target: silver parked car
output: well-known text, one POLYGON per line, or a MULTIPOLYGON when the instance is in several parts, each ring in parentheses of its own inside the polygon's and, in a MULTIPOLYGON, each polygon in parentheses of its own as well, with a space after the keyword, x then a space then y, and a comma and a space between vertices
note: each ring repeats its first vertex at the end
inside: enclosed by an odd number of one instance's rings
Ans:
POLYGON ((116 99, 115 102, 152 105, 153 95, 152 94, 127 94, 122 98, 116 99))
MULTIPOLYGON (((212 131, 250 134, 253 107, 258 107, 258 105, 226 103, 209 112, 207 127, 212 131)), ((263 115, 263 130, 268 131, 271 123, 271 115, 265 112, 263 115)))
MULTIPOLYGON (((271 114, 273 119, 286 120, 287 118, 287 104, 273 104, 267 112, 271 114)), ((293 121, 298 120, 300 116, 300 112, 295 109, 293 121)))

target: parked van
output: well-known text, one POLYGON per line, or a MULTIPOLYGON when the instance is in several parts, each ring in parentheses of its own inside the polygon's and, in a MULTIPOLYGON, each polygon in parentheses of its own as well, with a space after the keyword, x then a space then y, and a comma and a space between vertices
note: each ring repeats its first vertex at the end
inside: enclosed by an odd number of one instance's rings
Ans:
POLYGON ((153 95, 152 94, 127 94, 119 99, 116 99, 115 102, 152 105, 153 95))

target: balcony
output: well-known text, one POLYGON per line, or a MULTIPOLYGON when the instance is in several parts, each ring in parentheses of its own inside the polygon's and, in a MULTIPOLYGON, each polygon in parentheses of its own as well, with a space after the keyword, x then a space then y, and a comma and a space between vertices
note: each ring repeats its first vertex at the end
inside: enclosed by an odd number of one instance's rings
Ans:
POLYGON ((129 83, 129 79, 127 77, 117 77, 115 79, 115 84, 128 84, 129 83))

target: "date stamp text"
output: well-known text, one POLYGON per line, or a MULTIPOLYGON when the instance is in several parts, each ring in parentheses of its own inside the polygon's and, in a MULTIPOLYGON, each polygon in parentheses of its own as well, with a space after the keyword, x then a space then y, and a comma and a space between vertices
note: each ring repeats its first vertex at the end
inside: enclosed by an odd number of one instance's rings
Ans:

**TASK INSTRUCTIONS**. Transcribe the data in full, keeping every character.

**RESPONSE**.
target: silver parked car
output: well-known text, one POLYGON per line, or a MULTIPOLYGON when the instance is in several parts, each ring in parentheses of its own inside the polygon's and, in a MULTIPOLYGON, each polygon in parentheses of its own as well, with a space after the keyword, x then a space then y, and a comma and a space between vertices
note: each ring repeats its first vertex at the end
inside: enclosed by an odd number of one instance's rings
Ans:
POLYGON ((116 99, 115 102, 152 105, 153 95, 152 94, 127 94, 122 98, 116 99))
MULTIPOLYGON (((212 131, 250 134, 253 107, 258 107, 258 105, 226 103, 209 112, 207 127, 212 131)), ((263 115, 263 130, 268 131, 271 123, 271 115, 265 112, 263 115)))
MULTIPOLYGON (((271 114, 273 119, 286 120, 287 118, 287 104, 273 104, 267 112, 271 114)), ((293 121, 298 120, 300 116, 300 112, 295 109, 293 121)))

target: parked van
output: well-known text, one POLYGON per line, or a MULTIPOLYGON when the instance is in several parts, each ring in parentheses of its own inside the polygon's and, in a MULTIPOLYGON, each polygon in parentheses of its own as well, with a space after the keyword, x then a space then y, and a comma and a space between vertices
note: each ring repeats its first vertex at the end
inside: enclosed by an odd number of one instance's rings
Ans:
POLYGON ((153 95, 152 94, 127 94, 119 99, 116 99, 115 102, 152 105, 153 95))

target: balcony
output: well-known text, one POLYGON per line, or a MULTIPOLYGON when the instance is in several parts, each ring in parentheses of its own inside the polygon's and, in a MULTIPOLYGON, each polygon in parentheses of its own as well, with a space after the keyword, x then a space then y, and a comma and a space between vertices
note: each ring repeats its first vertex at the end
inside: enclosed by an odd number of one instance's rings
Ans:
POLYGON ((129 83, 129 79, 127 77, 117 77, 115 79, 115 84, 128 84, 129 83))

target: "date stamp text"
output: well-known text, one POLYGON per line, or a MULTIPOLYGON when the instance is in several parts, each ring in parentheses of its own inside the polygon's and, in a MULTIPOLYGON, each polygon in parentheses of its own as well, with a space after the keyword, x then a space then y, and a comma and a space between vertices
note: each ring repeats its first vertex at the end
inside: enclosed by an odd number of one instance's rings
Ans:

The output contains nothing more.